# [Exercise task 1]
Please pick out every line in the pointing listing below that contains the string "distant". Case counts.

_ _ _

RAG Pipeline- Date Injestion to Vector DB Pipeline

In [90]:
import os
from langchain_community.document_loaders import PyMuPDFLoader
from langchain_text_splitters import RecursiveCharacterTextSplitter
from pathlib import Path


In [93]:
## read all the pdfs inside the directory

def process_all_pdfs(pdf_directory):
    """Process all the pdf files from the directory"""

    all_documents = []
    pdf_dir = Path(pdf_directory)

    # find all pdf files recursivley
    pdf_files = list(pdf_dir.glob("**/*.pdf"))

    print(f"Found {len(pdf_files)} PDF files to process")

    for pdf_file in pdf_files:
        print(f"\nprocessing: {pdf_file.name}")

        try:
            loader = PyMuPDFLoader(str(pdf_file))
            documents = loader.load()

            # add source info to meta data
            for doc in documents:
                doc.metadata['source_file'] = pdf_file.name
                doc.metadata['file_type'] = 'pdf'
            
            all_documents.extend(documents)

            print(f"Loaded {len(documents)} pages")
        except Exception as e:
            print(f"Error {e}")
    
    print(f"Total Documents Loaded: {len(all_documents)}")
    return all_documents

# process all the pdf documents from the directory
all_pdf_documents = process_all_pdfs("../data")


Found 2 PDF files to process

processing: Manual for Skill registry - Industry Registration and Login.pdf
Loaded 17 pages

processing: MANYAM-SANJAY-KUMAR-REDDY.pdf
Loaded 3 pages
Total Documents Loaded: 20


In [94]:
type(all_pdf_documents[0])

langchain_core.documents.base.Document

In [95]:
# Text Splitting into Chunks

def split_documents(documents, chunk_size=1000,chunk_overlap=200):
    """Split the documents into smaller chunks for better rag performance"""
    
    text_splitter = RecursiveCharacterTextSplitter(
        chunk_size = chunk_size,
        chunk_overlap = chunk_overlap,
        length_function = len,
        separators=["\n\n","\n"," ", ""]
    )

    split_docs = text_splitter.split_documents(documents)
    print(f"Split {len(documents)} documents into {len(split_docs)} chunks")

    # sample chunk
    if split_docs:
        print("\nExample Chunk: ")
        print(f"Content: {split_docs[0].page_content[:200]}...")
        print(f"metadata: {split_docs[0].metadata}")

    return split_docs


In [96]:
chunks = split_documents(all_pdf_documents)

Split 20 documents into 26 chunks

Example Chunk: 
Content: Key Features of TNSKILL Registry 
1. Simple Registration & Login 
 
Register using Company / Industry details with admin approval 
process. 
 
Multiple login methods: Email/Password, Mobile/Password...

_ _ _

# [Exercise task 2]
Continue the RAG pipeline notebook above from the point where it stops.

# [Pointing listing]
_ _ _

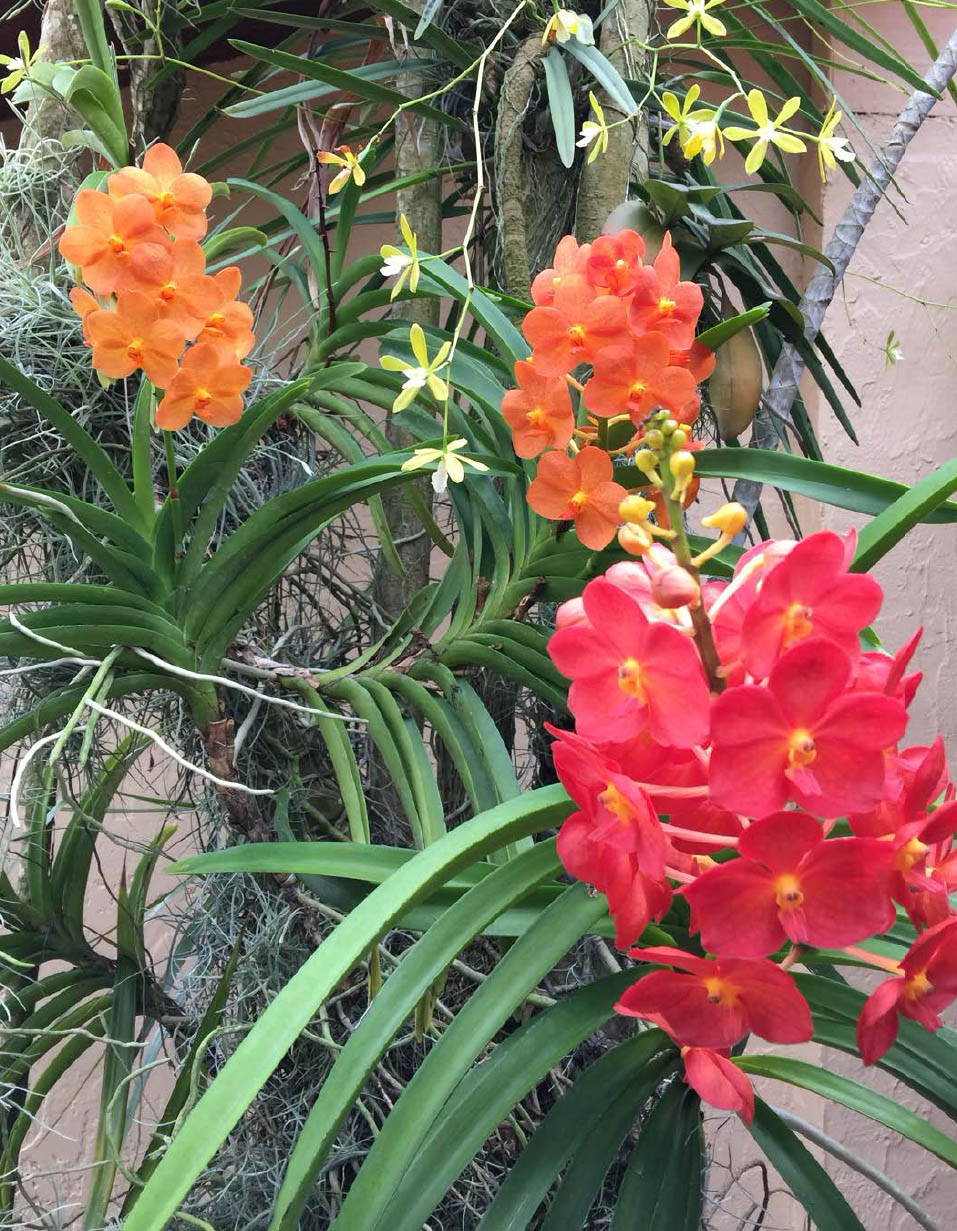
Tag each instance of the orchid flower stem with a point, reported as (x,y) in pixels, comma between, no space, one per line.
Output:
(873,959)
(680,545)
(174,496)
(716,840)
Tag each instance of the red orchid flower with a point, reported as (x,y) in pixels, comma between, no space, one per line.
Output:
(803,736)
(538,411)
(714,1002)
(631,673)
(792,884)
(809,593)
(926,986)
(636,378)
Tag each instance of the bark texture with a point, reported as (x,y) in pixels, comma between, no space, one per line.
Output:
(605,182)
(786,377)
(511,187)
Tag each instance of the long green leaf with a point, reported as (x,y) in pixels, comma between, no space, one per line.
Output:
(561,105)
(345,81)
(567,1126)
(663,1187)
(394,1002)
(485,1096)
(855,1096)
(274,1033)
(399,1145)
(802,1173)
(916,505)
(819,480)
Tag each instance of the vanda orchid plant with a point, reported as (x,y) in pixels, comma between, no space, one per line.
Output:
(735,744)
(480,973)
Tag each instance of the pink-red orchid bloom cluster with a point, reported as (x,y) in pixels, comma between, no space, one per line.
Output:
(734,744)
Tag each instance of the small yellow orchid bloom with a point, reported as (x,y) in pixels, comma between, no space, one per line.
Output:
(767,131)
(19,65)
(351,168)
(831,148)
(565,24)
(404,264)
(696,14)
(418,376)
(594,132)
(451,463)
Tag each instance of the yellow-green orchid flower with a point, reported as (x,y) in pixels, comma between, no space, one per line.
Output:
(451,463)
(767,131)
(17,65)
(696,14)
(404,264)
(594,132)
(418,376)
(831,148)
(351,168)
(565,24)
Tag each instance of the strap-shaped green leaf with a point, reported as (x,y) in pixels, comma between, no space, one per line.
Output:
(855,1096)
(483,1098)
(802,1172)
(663,1186)
(343,80)
(830,484)
(264,1046)
(623,1071)
(391,1007)
(918,504)
(561,105)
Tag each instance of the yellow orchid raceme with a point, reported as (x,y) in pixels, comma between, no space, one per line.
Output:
(565,24)
(418,376)
(830,148)
(351,168)
(404,264)
(697,128)
(696,14)
(594,132)
(451,463)
(767,131)
(17,65)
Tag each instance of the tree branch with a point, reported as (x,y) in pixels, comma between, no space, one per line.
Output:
(786,377)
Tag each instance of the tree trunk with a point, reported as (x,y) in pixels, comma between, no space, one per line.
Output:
(605,182)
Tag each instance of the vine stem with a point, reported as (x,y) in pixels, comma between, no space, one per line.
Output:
(174,495)
(680,545)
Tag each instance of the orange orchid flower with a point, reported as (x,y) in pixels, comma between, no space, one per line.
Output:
(134,336)
(538,411)
(208,384)
(177,198)
(117,244)
(229,324)
(579,489)
(634,379)
(186,294)
(663,303)
(577,325)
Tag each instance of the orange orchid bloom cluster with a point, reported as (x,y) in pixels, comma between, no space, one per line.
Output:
(147,293)
(632,325)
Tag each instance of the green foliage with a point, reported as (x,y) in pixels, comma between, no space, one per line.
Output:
(171,606)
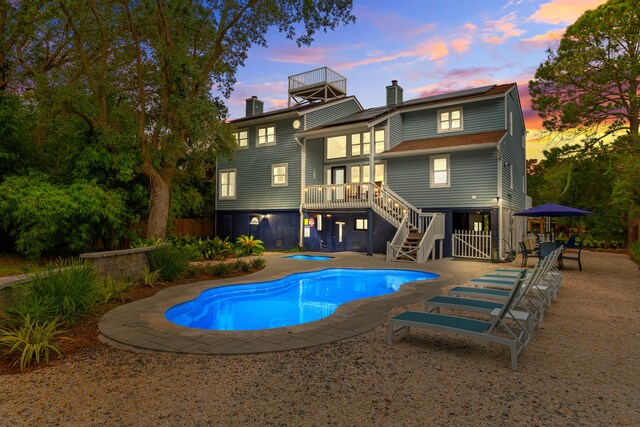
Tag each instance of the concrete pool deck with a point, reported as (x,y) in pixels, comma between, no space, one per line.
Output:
(141,325)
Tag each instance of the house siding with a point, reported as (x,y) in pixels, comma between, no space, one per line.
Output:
(481,116)
(513,155)
(473,172)
(332,112)
(396,130)
(253,177)
(315,162)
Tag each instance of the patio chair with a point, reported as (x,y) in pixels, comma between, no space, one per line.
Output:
(572,254)
(526,253)
(496,331)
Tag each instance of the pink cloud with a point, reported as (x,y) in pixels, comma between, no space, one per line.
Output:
(432,50)
(460,45)
(563,11)
(545,40)
(306,55)
(502,29)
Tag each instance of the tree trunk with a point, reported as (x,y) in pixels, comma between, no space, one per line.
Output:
(158,204)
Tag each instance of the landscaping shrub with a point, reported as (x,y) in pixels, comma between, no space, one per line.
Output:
(221,269)
(215,248)
(150,277)
(46,218)
(634,248)
(248,245)
(109,289)
(68,288)
(257,263)
(29,340)
(170,260)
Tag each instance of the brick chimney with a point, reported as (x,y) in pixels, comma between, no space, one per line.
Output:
(255,107)
(394,94)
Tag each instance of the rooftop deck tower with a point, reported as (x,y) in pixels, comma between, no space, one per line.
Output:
(316,85)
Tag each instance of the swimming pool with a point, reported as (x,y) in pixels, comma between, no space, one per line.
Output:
(292,300)
(309,257)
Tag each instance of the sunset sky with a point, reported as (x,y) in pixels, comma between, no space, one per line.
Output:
(429,46)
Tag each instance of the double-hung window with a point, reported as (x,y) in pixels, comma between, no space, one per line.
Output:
(279,175)
(450,120)
(379,140)
(266,135)
(242,138)
(361,224)
(337,147)
(227,184)
(440,171)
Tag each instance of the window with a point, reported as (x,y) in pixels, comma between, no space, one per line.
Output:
(366,143)
(379,172)
(450,120)
(337,147)
(511,123)
(362,173)
(379,140)
(267,135)
(440,171)
(279,175)
(228,184)
(355,173)
(362,223)
(242,138)
(356,144)
(511,176)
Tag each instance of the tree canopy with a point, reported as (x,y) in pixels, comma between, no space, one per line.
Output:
(132,81)
(590,85)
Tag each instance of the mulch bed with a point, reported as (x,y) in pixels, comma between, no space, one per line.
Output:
(83,337)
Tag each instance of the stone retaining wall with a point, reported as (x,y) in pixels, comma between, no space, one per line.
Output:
(121,264)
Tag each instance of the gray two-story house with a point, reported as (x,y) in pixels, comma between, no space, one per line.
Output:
(434,176)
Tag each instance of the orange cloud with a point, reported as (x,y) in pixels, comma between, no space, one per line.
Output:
(546,39)
(563,11)
(460,45)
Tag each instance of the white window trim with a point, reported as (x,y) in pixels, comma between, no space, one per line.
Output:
(365,224)
(431,171)
(242,147)
(449,110)
(235,184)
(266,144)
(286,174)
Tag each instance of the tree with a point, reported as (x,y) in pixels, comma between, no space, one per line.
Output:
(140,74)
(590,86)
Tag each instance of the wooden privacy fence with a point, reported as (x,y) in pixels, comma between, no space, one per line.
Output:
(471,244)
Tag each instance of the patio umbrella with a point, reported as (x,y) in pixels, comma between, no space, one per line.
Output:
(553,210)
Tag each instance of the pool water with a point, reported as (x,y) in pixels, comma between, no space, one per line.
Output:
(292,300)
(310,257)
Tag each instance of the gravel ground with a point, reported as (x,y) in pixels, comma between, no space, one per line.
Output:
(580,369)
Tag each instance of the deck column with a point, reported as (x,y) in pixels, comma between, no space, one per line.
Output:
(370,232)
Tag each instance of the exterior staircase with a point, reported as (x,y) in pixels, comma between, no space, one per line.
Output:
(417,232)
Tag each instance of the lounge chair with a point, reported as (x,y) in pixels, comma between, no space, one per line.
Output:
(540,293)
(513,336)
(527,312)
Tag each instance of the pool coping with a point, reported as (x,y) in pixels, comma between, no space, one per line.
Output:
(141,325)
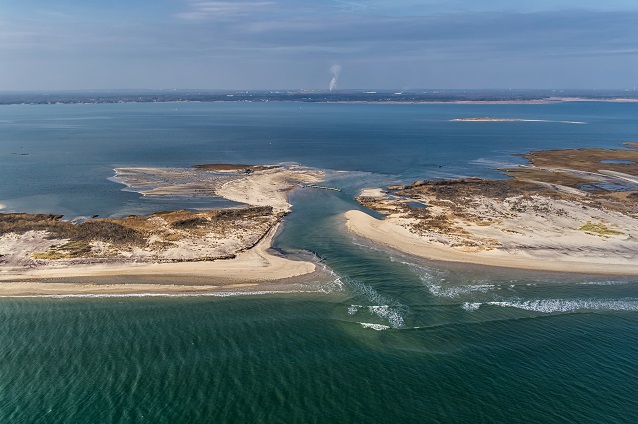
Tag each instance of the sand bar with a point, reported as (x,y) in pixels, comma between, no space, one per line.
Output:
(253,266)
(573,210)
(221,250)
(570,258)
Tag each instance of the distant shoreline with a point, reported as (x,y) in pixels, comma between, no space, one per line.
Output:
(571,210)
(227,249)
(318,96)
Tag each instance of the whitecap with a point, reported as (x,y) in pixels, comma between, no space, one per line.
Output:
(471,306)
(378,327)
(563,305)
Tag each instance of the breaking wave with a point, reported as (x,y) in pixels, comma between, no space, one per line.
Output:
(560,305)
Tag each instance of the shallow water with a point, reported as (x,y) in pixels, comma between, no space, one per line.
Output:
(392,339)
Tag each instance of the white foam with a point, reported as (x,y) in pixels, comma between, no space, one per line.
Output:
(353,309)
(471,306)
(563,305)
(121,295)
(391,313)
(378,327)
(454,291)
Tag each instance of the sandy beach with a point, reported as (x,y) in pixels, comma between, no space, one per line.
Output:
(564,253)
(568,210)
(248,271)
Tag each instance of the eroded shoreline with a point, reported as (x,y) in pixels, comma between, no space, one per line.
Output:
(568,210)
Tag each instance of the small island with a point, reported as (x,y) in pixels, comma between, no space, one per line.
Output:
(568,210)
(225,249)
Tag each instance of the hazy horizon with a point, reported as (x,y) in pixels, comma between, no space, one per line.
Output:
(296,44)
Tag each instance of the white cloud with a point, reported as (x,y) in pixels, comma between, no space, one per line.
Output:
(200,11)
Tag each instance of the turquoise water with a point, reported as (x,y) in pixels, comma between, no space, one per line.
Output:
(392,339)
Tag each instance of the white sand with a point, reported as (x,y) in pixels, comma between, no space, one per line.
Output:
(252,266)
(526,243)
(268,187)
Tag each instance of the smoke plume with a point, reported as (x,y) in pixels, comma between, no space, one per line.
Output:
(335,70)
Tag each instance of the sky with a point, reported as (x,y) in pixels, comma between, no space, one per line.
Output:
(316,44)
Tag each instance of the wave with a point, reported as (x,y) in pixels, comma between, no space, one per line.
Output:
(378,327)
(559,305)
(123,295)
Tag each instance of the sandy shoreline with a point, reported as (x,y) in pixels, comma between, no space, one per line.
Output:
(391,234)
(218,251)
(249,270)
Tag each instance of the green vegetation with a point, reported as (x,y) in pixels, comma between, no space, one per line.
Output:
(72,249)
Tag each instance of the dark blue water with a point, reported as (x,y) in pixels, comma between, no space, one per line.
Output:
(391,340)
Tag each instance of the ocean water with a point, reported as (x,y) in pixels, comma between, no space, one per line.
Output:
(392,339)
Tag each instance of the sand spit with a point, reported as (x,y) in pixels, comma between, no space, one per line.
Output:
(559,216)
(488,119)
(246,271)
(218,247)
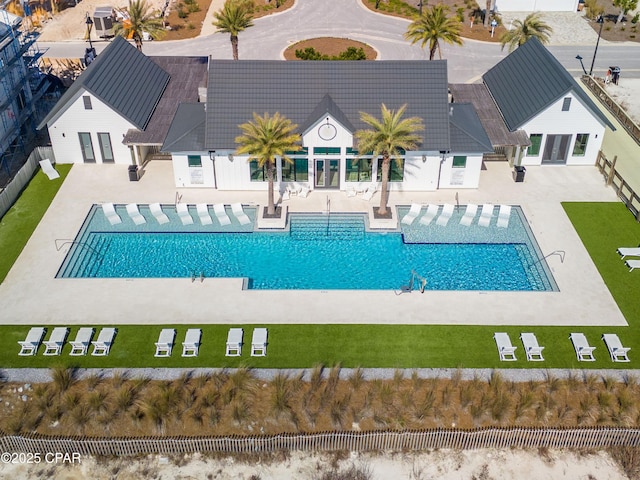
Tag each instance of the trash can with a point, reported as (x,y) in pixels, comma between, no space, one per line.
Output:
(518,174)
(133,173)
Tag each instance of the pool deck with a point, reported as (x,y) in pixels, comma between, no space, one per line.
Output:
(32,295)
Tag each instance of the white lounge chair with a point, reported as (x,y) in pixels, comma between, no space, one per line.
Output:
(156,211)
(629,251)
(221,214)
(584,351)
(191,344)
(203,214)
(53,346)
(503,216)
(48,169)
(164,345)
(531,347)
(506,350)
(238,212)
(469,215)
(110,212)
(486,214)
(259,342)
(616,350)
(413,213)
(134,213)
(234,342)
(430,214)
(182,209)
(632,264)
(445,215)
(29,346)
(80,345)
(102,346)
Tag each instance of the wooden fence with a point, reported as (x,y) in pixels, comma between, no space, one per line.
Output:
(12,191)
(511,437)
(624,119)
(623,189)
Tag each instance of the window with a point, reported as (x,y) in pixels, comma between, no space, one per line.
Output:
(536,141)
(396,172)
(298,171)
(104,140)
(459,161)
(87,147)
(580,147)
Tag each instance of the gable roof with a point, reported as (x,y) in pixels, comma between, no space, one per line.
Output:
(124,79)
(237,89)
(530,79)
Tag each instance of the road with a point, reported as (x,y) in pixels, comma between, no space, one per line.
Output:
(310,18)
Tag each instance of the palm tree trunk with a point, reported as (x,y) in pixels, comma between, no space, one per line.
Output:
(384,194)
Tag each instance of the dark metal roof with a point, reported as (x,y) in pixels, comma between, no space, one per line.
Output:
(467,133)
(187,74)
(186,133)
(124,79)
(237,89)
(492,121)
(530,79)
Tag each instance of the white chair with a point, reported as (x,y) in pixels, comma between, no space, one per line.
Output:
(616,350)
(182,209)
(531,347)
(259,342)
(234,342)
(191,344)
(29,346)
(486,214)
(135,215)
(430,214)
(445,215)
(506,350)
(156,211)
(469,215)
(413,213)
(584,351)
(102,346)
(203,214)
(110,212)
(503,216)
(221,214)
(238,212)
(53,346)
(164,345)
(80,345)
(48,169)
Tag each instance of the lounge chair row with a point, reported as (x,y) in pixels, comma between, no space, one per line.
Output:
(79,346)
(486,214)
(632,263)
(583,350)
(193,337)
(182,209)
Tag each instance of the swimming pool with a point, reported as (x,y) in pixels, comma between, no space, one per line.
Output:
(318,252)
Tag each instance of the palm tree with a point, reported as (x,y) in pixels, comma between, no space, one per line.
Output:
(235,17)
(265,138)
(432,26)
(523,30)
(140,20)
(387,137)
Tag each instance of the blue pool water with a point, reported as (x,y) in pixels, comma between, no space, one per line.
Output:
(318,252)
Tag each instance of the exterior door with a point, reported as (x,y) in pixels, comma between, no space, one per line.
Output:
(556,149)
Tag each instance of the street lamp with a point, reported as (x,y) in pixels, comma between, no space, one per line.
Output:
(600,20)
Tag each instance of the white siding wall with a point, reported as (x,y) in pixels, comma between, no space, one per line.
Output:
(554,121)
(64,129)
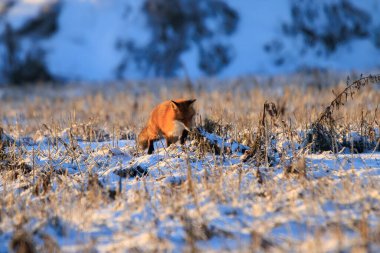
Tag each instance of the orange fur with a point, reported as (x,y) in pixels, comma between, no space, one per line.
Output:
(171,119)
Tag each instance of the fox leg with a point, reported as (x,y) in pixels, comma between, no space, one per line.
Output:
(170,140)
(184,135)
(151,147)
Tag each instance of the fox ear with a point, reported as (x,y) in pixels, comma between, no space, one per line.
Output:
(174,104)
(191,101)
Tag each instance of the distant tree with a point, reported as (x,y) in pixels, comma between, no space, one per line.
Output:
(323,26)
(175,27)
(25,66)
(327,23)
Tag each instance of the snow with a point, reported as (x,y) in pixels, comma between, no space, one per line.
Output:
(281,217)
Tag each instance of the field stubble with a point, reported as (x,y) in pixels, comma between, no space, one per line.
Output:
(73,180)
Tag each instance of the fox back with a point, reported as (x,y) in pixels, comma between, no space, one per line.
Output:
(171,119)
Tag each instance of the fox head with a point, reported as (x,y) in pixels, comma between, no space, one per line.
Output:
(184,111)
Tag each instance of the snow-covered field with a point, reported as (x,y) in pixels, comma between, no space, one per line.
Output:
(71,177)
(111,199)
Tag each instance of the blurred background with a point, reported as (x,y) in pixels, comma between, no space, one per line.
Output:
(107,40)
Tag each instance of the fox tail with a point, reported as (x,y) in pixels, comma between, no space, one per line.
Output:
(143,138)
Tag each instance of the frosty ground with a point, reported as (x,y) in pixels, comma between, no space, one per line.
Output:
(87,187)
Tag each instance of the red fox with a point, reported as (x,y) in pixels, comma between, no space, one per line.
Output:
(171,119)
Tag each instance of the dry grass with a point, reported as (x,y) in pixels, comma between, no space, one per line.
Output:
(38,200)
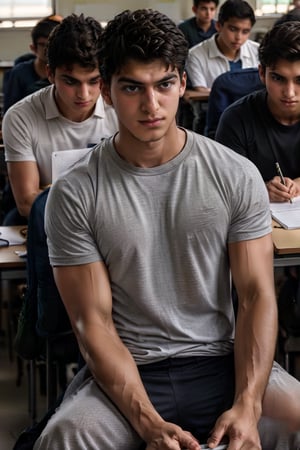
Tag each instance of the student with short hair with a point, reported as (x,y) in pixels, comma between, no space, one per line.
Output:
(202,25)
(265,126)
(229,49)
(67,115)
(27,76)
(196,29)
(144,236)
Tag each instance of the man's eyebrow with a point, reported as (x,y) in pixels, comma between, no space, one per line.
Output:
(168,77)
(70,78)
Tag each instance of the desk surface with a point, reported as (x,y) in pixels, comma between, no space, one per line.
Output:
(193,95)
(9,259)
(286,242)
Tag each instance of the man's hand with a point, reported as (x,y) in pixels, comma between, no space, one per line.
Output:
(169,436)
(240,426)
(279,192)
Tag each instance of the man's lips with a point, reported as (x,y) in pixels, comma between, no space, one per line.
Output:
(151,122)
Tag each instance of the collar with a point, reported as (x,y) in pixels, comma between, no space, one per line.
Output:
(214,52)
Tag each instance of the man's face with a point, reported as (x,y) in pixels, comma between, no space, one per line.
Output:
(76,91)
(283,86)
(145,97)
(233,34)
(40,49)
(204,12)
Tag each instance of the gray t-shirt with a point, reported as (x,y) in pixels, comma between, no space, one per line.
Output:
(163,234)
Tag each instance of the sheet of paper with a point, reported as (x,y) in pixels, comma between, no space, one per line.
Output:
(63,160)
(12,235)
(287,214)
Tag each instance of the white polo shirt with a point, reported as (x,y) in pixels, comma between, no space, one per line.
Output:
(33,128)
(205,62)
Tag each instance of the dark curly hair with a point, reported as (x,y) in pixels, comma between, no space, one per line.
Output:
(280,42)
(75,40)
(44,27)
(239,9)
(143,35)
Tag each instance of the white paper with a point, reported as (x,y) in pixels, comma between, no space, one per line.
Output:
(287,214)
(63,160)
(12,235)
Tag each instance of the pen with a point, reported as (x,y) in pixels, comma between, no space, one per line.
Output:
(279,173)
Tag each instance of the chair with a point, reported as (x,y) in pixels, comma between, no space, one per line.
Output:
(226,89)
(44,330)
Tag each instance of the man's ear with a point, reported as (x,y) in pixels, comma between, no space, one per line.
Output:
(262,73)
(50,74)
(33,48)
(218,26)
(182,84)
(105,92)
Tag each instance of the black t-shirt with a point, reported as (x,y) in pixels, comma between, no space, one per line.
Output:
(248,127)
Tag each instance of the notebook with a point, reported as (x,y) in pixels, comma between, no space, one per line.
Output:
(63,160)
(287,214)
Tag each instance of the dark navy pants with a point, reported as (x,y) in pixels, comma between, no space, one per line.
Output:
(191,392)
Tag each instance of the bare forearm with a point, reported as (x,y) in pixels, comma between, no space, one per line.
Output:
(116,372)
(24,203)
(255,341)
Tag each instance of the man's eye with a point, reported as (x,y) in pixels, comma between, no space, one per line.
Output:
(131,89)
(276,77)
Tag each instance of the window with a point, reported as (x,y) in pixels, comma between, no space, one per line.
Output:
(24,12)
(272,6)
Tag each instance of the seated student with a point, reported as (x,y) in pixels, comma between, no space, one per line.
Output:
(265,126)
(202,25)
(23,77)
(228,49)
(144,235)
(196,29)
(69,114)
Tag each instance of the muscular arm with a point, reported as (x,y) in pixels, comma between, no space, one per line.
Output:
(87,296)
(25,181)
(256,333)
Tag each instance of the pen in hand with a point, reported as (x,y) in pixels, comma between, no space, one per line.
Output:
(279,173)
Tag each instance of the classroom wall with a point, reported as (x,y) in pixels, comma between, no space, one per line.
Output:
(14,42)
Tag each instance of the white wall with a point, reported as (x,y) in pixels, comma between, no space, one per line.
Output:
(14,42)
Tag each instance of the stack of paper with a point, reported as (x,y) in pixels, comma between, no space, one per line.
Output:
(287,214)
(12,235)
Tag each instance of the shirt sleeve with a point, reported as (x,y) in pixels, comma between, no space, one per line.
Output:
(231,132)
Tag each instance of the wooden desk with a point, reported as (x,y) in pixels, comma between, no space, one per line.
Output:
(9,260)
(286,246)
(191,95)
(12,267)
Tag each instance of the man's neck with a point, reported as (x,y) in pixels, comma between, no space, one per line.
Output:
(228,53)
(152,153)
(203,26)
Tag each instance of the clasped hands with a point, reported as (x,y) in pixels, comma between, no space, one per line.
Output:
(238,425)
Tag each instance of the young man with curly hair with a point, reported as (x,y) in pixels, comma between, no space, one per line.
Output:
(69,114)
(144,235)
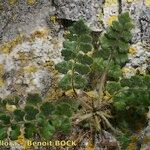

_ _ _

# [Task output 1]
Tag each instance of the distant shoreline with a point, reported as (x,y) in pixels, comma between, no space, one per line.
Tag each instance of the distant tree with a point, reported as (x,y) in pixels, comma between, no space, one per line.

# [Task output 2]
metadata: {'producer': 'www.ilovepdf.com', 'creator': 'Microsoft® Word 2016', 'creationdate': '2025-09-23T09:29:52+00:00', 'source': '../data/Manual for Skill registry - Industry Registration and Login.pdf', 'file_path': '../data/Manual for Skill registry - Industry Registration and Login.pdf', 'total_pages': 17, 'format': 'PDF 1.5', 'title': '', 'author': 'AVP-Portal Naanmudhalvan', 'subject': '', 'keywords': '', 'moddate': '2025-09-23T09:29:52+00:00', 'trapped': '', 'modDate': 'D:20250923092952Z', 'creationDate': "D:20250923092952+00'00'", 'page': 0, 'source_file': 'Manual for Skill registry - Industry Registration and Login.pdf', 'file_type': 'pdf'}


### embeddings and vectorStore DB

In [97]:
import numpy as np
from sentence_transformers import SentenceTransformer
import chromadb
from chromadb.config import Settings
import uuid
from typing import List,Dict,Any,Tuple
from sklearn.metrics.pairwise import cosine_similarity

In [98]:
class EmbeddingManager:
    """Handles document embedding generation using sentence transformer"""

    def __init__(self, model_name: str = "all-MiniLM-L6-v2"):
        """

        Initilze the embedding manager

        Args:
            model_name : Huggingface model name for sentence embeddings
        
        """
        self.model_name = model_name
        self.model = None
        self._load_model()

    def _load_model(self):
        """Load the sentence transformer model"""

        try:
            print(f"LOading embedding model: {self.model_name}")
            self.model = SentenceTransformer(self.model_name)

            print(f"Model Loaded Successfully. Embedded Dimension: {self.model.get_sentence_embedding_dimension()}")
        except Exception as e:
            print(f"error loading model {self.model_name}:  {e}")
            raise
    
    def generate_embeddings(self,texts:List[str]) -> np.ndarray:
        """
        Generate Embeddings for a list of texts

        Args:
            texts: List of text strings to embbed
        
        Returns:
            numpy array of embeddings with shape (len(texts), embedding_dim)
        
        """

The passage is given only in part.